[WORK INSTRUCTION]
Each record has to be returned exactly as it appears.

**** DATA

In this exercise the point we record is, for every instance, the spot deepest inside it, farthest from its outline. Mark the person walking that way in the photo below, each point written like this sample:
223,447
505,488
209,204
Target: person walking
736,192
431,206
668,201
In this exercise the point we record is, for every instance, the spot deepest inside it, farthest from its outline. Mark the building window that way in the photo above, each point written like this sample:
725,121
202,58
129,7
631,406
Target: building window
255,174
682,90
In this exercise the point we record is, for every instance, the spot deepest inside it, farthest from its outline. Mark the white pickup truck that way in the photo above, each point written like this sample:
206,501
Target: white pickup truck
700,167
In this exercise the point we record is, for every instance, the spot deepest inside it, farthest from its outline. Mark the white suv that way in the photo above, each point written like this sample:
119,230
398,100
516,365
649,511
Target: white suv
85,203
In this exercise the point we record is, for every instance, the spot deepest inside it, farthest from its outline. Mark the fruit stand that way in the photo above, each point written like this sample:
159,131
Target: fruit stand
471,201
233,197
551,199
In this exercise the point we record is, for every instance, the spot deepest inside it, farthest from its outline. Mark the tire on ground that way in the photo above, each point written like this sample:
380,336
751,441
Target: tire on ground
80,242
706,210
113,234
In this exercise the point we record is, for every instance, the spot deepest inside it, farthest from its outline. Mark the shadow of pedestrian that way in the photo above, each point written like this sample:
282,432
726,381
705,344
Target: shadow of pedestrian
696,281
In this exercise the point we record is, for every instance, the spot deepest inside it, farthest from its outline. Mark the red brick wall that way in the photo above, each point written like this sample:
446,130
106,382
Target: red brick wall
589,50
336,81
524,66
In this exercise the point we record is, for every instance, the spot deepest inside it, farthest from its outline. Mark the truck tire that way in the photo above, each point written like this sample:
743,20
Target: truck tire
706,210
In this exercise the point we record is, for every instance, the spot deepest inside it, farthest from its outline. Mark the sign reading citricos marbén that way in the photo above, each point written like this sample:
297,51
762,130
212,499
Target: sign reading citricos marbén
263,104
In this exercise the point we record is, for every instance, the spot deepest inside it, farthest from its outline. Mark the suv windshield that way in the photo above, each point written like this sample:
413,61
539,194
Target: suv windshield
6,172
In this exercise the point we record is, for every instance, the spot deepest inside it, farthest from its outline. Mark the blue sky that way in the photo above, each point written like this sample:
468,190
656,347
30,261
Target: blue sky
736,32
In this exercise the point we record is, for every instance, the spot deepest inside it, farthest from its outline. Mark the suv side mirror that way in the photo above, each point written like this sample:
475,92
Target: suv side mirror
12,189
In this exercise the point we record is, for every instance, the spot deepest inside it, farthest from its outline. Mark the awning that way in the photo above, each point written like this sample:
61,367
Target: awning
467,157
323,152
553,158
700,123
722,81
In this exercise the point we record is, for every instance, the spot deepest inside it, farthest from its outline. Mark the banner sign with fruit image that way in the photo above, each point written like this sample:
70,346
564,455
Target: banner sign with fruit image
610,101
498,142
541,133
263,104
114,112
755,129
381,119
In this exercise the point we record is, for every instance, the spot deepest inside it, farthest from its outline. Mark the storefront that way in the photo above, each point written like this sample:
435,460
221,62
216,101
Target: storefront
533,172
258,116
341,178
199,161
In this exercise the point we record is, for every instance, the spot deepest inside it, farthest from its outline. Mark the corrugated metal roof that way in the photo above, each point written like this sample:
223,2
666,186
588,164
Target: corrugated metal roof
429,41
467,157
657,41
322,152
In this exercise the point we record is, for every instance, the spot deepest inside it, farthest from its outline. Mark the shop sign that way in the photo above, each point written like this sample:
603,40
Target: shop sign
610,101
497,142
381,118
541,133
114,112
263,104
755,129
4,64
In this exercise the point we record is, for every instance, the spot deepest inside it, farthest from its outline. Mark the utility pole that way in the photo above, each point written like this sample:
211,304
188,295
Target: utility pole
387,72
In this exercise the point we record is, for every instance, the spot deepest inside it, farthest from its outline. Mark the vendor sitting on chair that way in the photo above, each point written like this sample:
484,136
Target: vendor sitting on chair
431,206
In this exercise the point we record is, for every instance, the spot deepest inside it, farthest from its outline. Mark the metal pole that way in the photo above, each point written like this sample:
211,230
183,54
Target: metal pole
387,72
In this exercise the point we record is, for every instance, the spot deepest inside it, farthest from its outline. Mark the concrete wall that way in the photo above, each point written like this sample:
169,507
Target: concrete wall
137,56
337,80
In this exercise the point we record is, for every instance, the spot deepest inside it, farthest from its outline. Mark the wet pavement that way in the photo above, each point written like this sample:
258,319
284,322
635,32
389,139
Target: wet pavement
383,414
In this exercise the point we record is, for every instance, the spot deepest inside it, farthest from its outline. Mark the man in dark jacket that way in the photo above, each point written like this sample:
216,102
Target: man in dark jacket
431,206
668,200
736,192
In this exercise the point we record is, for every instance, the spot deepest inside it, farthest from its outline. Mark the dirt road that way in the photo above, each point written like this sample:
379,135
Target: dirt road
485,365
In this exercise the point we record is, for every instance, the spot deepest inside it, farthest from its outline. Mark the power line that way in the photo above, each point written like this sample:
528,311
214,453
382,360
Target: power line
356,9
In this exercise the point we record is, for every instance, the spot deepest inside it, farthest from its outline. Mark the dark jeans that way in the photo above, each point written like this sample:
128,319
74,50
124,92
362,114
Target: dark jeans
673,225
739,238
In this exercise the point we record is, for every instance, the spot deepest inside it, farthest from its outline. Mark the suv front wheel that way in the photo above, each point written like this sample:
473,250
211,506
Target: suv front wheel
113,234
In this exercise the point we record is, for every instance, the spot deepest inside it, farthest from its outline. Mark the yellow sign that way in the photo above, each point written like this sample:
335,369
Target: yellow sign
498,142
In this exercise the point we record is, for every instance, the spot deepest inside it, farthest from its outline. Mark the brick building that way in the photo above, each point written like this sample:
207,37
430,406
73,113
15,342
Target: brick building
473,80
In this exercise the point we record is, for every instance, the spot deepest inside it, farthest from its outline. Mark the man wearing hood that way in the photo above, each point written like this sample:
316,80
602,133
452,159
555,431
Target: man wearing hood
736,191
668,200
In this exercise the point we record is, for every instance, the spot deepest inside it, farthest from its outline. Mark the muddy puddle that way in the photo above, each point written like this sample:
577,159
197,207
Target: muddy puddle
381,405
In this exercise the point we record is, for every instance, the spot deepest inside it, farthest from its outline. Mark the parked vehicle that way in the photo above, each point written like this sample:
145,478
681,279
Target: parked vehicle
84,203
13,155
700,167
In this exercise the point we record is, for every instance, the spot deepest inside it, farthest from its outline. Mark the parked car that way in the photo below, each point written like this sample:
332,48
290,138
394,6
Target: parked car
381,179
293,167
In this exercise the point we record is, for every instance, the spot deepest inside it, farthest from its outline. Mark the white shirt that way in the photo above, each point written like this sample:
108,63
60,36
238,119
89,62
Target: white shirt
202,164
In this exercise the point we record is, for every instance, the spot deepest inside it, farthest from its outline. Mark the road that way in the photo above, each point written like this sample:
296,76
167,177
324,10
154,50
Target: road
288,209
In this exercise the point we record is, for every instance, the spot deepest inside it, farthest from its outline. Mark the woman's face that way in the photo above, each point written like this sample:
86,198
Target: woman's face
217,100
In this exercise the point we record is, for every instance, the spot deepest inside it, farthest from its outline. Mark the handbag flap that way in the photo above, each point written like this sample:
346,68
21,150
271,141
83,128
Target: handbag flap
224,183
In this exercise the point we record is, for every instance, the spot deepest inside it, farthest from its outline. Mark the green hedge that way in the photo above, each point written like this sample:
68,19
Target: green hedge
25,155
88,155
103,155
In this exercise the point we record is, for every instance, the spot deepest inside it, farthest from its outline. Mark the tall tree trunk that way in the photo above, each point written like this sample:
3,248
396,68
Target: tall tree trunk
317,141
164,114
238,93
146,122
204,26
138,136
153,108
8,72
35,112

********

[EXERCISE SOLUTION]
In this exercise the point we record is, for every instance, the spot deepest inside it, farthest from its outline. Mark the person walking that way in the photo below, each point written like this sample:
223,447
505,488
209,204
Target: person walking
736,192
431,206
668,201
In this exercise the point we record is, for every instance, the spot deepest inside it, farthest from its outline. Mark the building window that way in the photo above, each point written like this sample:
725,121
202,58
129,7
631,406
Target: building window
255,174
682,90
In this exercise the point we record is, for every instance, the spot deepest inside it, farthest from its outline. Mark the white pickup truck that way in the photo above, each point written like this sample:
206,501
Target: white pickup truck
700,167
In this exercise the point we record is, for every instance, the spot deepest inside it, farthest from its outline. Mark the white suv that way in the photo above, each point written like this sample:
119,230
398,100
516,365
649,511
Target: white suv
85,203
In this exercise the point we record is, for every instance, the spot deepest inside it, farthest from its outline. Mark the fruit stand that way in the photo above, each point written like this sample:
159,131
Target: fruit stand
471,201
233,197
551,199
In this exercise the point we record is, for every instance, the spot deepest inside it, farthest from its outline. Mark the tire on ground that way in the photo above, each point written like this sample:
380,336
751,441
Target: tire on ground
80,242
706,210
113,234
In this exercise the point we record is, for every instance, the spot deepest inside it, farthest from its outline. Mark the shadow of pedestrian that way in the photo above, each point written like this sample:
282,432
726,381
705,344
Target: shadow of pedestrian
696,281
In this exercise the point we record is, for every instance, the spot deepest inside it, farthest from its outline. Mark the red brick wall that way in the photo above, each point written like this sample:
446,130
106,382
Target: red brick wall
589,50
336,81
524,66
In this exercise the point we record is, for every instance, the spot deepest inside it, farthest from its outline. Mark the truck tire that way in the photo above, each point written like this sample:
743,20
Target: truck tire
706,210
In this exercise the point we record is, for every instance, the spot deepest inside it, farthest from its outline. Mark the sign reading citricos marbén that way in the photo above, each point written like this sample:
297,51
762,130
212,499
Target: sign reading citricos marbén
263,104
In this exercise the point we record is, for every instance, the spot deepest inside it, farthest from its outline. Mark the suv windshield that way in the photo above, each point written like this sample:
413,61
539,194
Target: suv windshield
6,172
In this exercise the point we record is, for every instance, the spot deepest inside it, farthest from its outline. Mark the blue sky that way in the photo above, each point written like this sample:
468,190
656,347
30,261
Target: blue sky
736,32
In this exercise the point we record is, for every instance, the spot deepest inside it, farthest from its outline. Mark the suv side mirror that way in the photo above, each point written like this sample:
475,92
Target: suv side mirror
12,189
In this exercise the point we record is, for every instance, the spot deepest inside it, farthest from its outline. Mark the awning that way in the photo above, each point written like this sample:
61,367
Target: awning
467,157
323,152
553,158
700,123
722,81
In this exercise the point we record is, for every instance, the spot deepest inside it, farthest from its outline. Mark the banner sign with fruit image that way in the photo above, each point written like this sample:
70,346
564,455
Target: banner sign with fruit image
610,101
498,142
541,133
263,104
114,112
755,129
381,119
In this exercise the point we record is, for every instance, the spot deepest inside it, farthest from its outline. Mark the storefront that way in the photo above, each point written like this sample:
435,460
221,62
216,101
Target: storefront
533,172
258,116
341,178
199,161
In this exercise the point we record is, for every instance, the spot deepest inside it, farthest from its outline. Mark the corrugated metal roof that way in the photo above, each point written like this sample:
223,2
666,186
588,164
Target: corrugated metal roof
429,41
467,157
657,41
322,152
In this exercise the point we record is, for every instance, the spot deepest inside it, farthest from its outline. Mark the shop sign that way in the photo above, each point written like this sample:
603,40
Target: shop sign
610,101
497,142
381,118
541,133
114,112
263,104
755,129
4,64
In this exercise the point we record is, for every instance, the spot deepest inside it, farthest from its outline. Mark the utility pole that way in the photo above, each point written like this sample:
211,304
188,295
Target: utility pole
387,72
In this exercise the point we record is, for every instance, the spot deepest inside it, farthest from its outline. Mark the vendor sitting on chair that way in the photo above, each point written like this sample:
484,136
Target: vendor sitting on chair
431,206
In this exercise the point we record is, for every instance, the spot deepest inside it, farthest from its outline. Mark the metal pole that way in the photo above, each point written like this sample:
211,230
183,54
Target: metal pole
387,72
In this exercise the point we record is, for every instance, the spot deepest inside it, farthest from its outline. Mark the concrete wall that way in the photo above, each point written like this sample:
169,507
Target: concrete wall
137,56
337,80
In this exercise the point we record is, for every instance, the spot deepest inside it, farthest from its outline. Mark the wet pavement that way in the photo above, each point written like this sample:
258,319
284,322
635,32
389,139
Target: wet pavement
383,414
In this exercise the point we record is, for every instance, the spot deepest inside it, farthest from its outline. Mark the man in dark jacket that way in the photo above, each point written like this sample:
216,102
Target: man in dark jacket
431,206
668,200
736,192
In this exercise the point we record is, for every instance, the spot deepest inside it, farthest from its outline. Mark the dirt road that way in the photo above, each point written like this sample:
379,135
Target: dirt road
485,365
In this exercise the point we record is, for every instance, the spot deepest inside it, farthest from its outline. Mark the power line that way in the photo above, each point written like this sample:
528,311
214,453
382,360
Target: power line
356,9
In this exercise the point we record is, for every instance, the spot deepest inside it, farthest from its outline. Mark the dark jeans that way in the photo above, each point written like this sample:
128,319
74,50
124,92
362,114
Target: dark jeans
673,225
739,238
In this exercise the point we record is, for every instance, the spot deepest inside it, farthest from its outline. Mark the suv front wheel that way in the photo above, each point written like this sample:
473,250
211,506
Target: suv front wheel
113,234
In this exercise the point we record is, for every instance, the spot deepest inside it, farthest from its outline. Mark the yellow sign that way in the photo above, each point written like this sample:
335,369
Target: yellow sign
498,142
In this exercise the point we record is, for every instance, the spot deepest inside it, farthest from its outline. Mark the brick building that way in the photo above, each point written like this sample:
207,37
430,406
73,113
15,342
Target: brick building
473,80
In this exercise the point we record is, for every instance, the spot deepest inside it, farthest from its outline. Mark the man wearing hood that way in the photo above, each point written like this sample:
316,80
602,133
452,159
555,431
Target: man wearing hood
736,191
668,200
In this exercise the point we record is, for every instance, the spot deepest inside it, farthest from its outline. Mark the muddy puddle that way in the photo above, each point written like this sample:
577,159
197,207
Target: muddy puddle
381,405
In this exercise the point we record is, for every instance, the spot deepest inside it, farthest from its outline. Mark the parked vehicle that way in the photo above, each point written like this sample:
145,478
681,279
Target: parked vehicle
84,203
13,155
700,167
In this exercise the point we record is, for every instance, the spot deepest inside it, farthest from its outline. Mark the parked car that way in the photo below, each point written like this sample:
332,48
290,138
394,6
Target: parked car
381,179
293,167
In this exercise the point we record is, for every instance, the spot deepest inside it, farthest from its outline. Mark the white shirt that way in the photo above, each point written like this sample:
108,63
60,36
238,119
89,62
Target: white shirt
202,164
In this exercise the point we record is, for every instance, the spot deepest inside it, farthest from its outline. Mark the road that way in the photo above, each point written like this sample:
296,76
167,177
324,10
154,50
Target: road
288,209
In this exercise the point we record is, for every instance, the spot deepest inside it, farthest from its outline. Mark the woman's face that way in the photo above, each point written like this sample:
86,198
Target: woman's face
217,100
In this exercise the point we record is, for every instance, the spot deepest inside it, farthest from its outline. Mark the handbag flap that way in the photo above, each point written like this sample:
346,68
21,150
271,141
83,128
Target: handbag flap
224,183
In this exercise the point we record is, for every instance, the spot deepest inside it, farthest from its outline. Mark the green hedge that way in the photo above, each point written like this sample:
68,19
Target: green hedge
25,155
88,155
103,155
In this exercise the point we record is, for every instance, the spot deepest inside it, farthest from its outline. Mark the tall tree trunk that way in the photo above, each point written like this sample:
3,248
396,68
Target: tall tree trunk
317,141
164,114
238,93
146,122
204,26
138,136
153,108
8,72
35,112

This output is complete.